## SHORT PROBLEM A
In the wheat harvest article, can you rewrite the stretch from "The key to this" through "of US production.", putting "KS" in place of "Kansas"?
## SHORT PROBLEM B
Does the wheat harvest article agree with each statement? (i) The previous record wheat harvest was set in 1976. (ii) Kansas accounts for more than half of US wheat production. (iii) In 1979, wheat made up about half of the grain and grain products the United States exported. Answer yes or no for each, quoting the deciding words.
## SHORT PROBLEM C
In the wheat harvest article, what did early explorers call the area where Kansas farmers now harvest wheat?

Offsetting drought-caused losses for other crops, this year's US wheat harvest will set a new record. Last week the Department of Agriculture raised its wheat harvest estimate to 2.35 billion bushels. This is up 10 percent over 1979 and tops the previous record harvest of 2.14 billion bushels, set in 1976.
The key to this success story is Kansas -- because only seven countries in the world produce more wheat than this state.
Farmers here, in an area that early explorers called the "Great American Desert," annually harvest between 300 and 400 million bushels of wheat. This harvest makes Kansas the No. 1 state in wheat yield and accounts for 20 to 25 percent of US production.
More important, the Kansas wheat farmer is part of a steadily expanding industry, because overseas demand for American grain is rising. This demand is predicted to rise with increasing speed as more and more nations switch to eating bread made from American wheat flour and switch to eating meat fattened on American corn and soybean meal.
In 1979, wheat was nearly one-quarter of the 130 million metric tons of grain and grain products the United States exported. The direct trade value of those exports was over $20 billion, an amount that does not include the new jobs and new markets created at home to supply this export industry.
Midwestern farmers frequently complain that their steady buildup in export sales goes unappreciated by the 97 percent of Americans not directly involved in farming. They feel this lack of appreciation is particularly glaring in Washington -- and particularly inappropriate when wheat, corn, and soybean exports play a major role in helping pay the bill for US oil imports.

## SUPPLIED INFORMATION
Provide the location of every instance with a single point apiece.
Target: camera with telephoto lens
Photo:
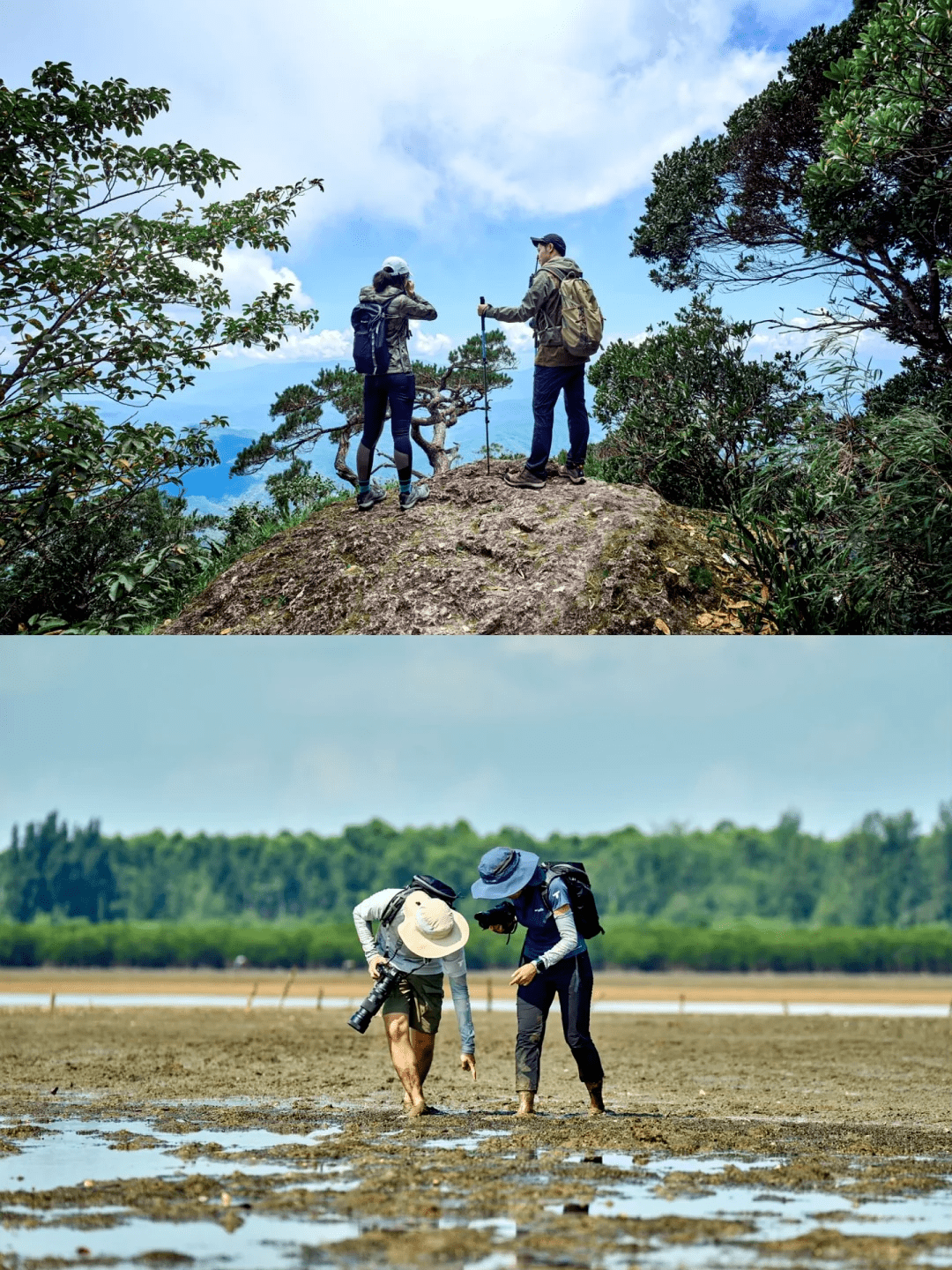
(502, 915)
(375, 998)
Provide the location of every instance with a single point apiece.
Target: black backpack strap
(395, 905)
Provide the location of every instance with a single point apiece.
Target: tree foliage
(886, 871)
(688, 413)
(850, 526)
(446, 392)
(800, 184)
(443, 395)
(111, 291)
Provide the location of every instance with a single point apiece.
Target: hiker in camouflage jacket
(556, 369)
(395, 387)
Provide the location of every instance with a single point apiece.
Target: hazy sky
(574, 735)
(447, 133)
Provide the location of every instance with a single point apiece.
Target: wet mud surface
(277, 1139)
(484, 557)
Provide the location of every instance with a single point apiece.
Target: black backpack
(583, 902)
(371, 348)
(419, 882)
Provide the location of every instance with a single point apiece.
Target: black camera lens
(375, 998)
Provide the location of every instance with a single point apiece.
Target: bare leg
(401, 1052)
(423, 1052)
(597, 1105)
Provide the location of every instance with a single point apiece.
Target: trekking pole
(485, 384)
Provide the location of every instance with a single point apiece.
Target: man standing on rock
(556, 369)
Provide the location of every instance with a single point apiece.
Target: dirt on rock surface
(480, 557)
(778, 1113)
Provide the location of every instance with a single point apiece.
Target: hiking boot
(374, 496)
(524, 479)
(413, 497)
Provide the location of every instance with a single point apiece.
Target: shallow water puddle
(259, 1243)
(77, 1151)
(470, 1143)
(773, 1214)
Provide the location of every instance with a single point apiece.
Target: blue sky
(574, 735)
(446, 133)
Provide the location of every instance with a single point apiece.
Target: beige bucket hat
(430, 927)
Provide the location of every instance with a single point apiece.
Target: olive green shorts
(420, 996)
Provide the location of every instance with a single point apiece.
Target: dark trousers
(546, 386)
(378, 392)
(571, 979)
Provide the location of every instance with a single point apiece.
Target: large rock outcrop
(482, 557)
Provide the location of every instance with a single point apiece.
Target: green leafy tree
(886, 871)
(108, 572)
(772, 198)
(850, 526)
(301, 410)
(687, 412)
(111, 288)
(444, 394)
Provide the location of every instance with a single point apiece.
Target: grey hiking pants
(571, 979)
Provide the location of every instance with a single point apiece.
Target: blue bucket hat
(502, 871)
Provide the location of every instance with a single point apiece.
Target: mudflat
(859, 990)
(755, 1139)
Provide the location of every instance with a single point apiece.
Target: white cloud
(519, 337)
(547, 106)
(426, 344)
(798, 338)
(248, 272)
(322, 346)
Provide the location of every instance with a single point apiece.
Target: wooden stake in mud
(485, 380)
(287, 986)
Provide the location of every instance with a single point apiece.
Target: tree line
(628, 943)
(885, 873)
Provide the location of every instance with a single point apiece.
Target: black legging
(571, 979)
(400, 392)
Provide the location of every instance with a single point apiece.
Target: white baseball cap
(430, 927)
(398, 265)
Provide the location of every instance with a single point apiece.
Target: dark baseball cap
(555, 240)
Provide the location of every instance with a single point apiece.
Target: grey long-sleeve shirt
(389, 944)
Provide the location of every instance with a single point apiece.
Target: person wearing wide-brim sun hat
(554, 961)
(423, 940)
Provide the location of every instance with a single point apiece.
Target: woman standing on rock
(554, 960)
(395, 386)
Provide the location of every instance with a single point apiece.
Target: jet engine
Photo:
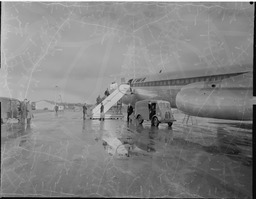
(227, 99)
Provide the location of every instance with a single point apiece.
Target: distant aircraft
(222, 93)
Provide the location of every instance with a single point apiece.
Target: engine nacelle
(227, 99)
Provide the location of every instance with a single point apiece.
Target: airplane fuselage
(222, 96)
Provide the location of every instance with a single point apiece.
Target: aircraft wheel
(169, 124)
(155, 121)
(140, 120)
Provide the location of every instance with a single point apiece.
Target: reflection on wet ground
(66, 156)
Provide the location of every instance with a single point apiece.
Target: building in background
(9, 108)
(44, 105)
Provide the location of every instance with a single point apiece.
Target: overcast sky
(83, 47)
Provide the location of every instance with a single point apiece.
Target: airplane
(221, 93)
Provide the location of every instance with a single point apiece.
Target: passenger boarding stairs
(110, 101)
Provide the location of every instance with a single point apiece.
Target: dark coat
(129, 110)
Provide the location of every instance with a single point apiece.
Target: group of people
(25, 112)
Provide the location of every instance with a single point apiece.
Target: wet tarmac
(66, 156)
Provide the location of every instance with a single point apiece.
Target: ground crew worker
(56, 108)
(98, 100)
(129, 112)
(107, 93)
(102, 112)
(84, 110)
(149, 108)
(29, 113)
(23, 108)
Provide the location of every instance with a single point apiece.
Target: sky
(77, 49)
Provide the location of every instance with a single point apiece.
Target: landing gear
(155, 121)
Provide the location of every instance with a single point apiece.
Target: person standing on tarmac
(102, 112)
(84, 110)
(56, 108)
(23, 111)
(129, 112)
(29, 113)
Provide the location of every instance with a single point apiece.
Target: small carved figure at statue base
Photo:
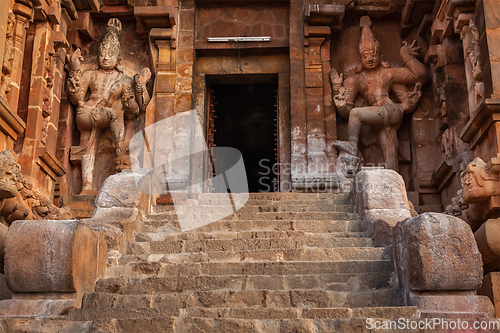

## FINAL RESULT A
The key to this success story is KS -- because only seven countries in the world produce more wheat than this state.
Farmers here, in an area that early explorers called the "Great American Desert," annually harvest between 300 and 400 million bushels of wheat. This harvest makes KS the No. 1 state in wheat yield and accounts for 20 to 25 percent of US production.

## FINAL RESULT B
(i) Yes: "tops the previous record harvest of 2.14 billion bushels, set in 1976."
(ii) No: "accounts for 20 to 25 percent of US production."
(iii) No: "wheat was nearly one-quarter of the 130 million metric tons of grain and grain products the United States exported."

## FINAL RESULT C
The "Great American Desert."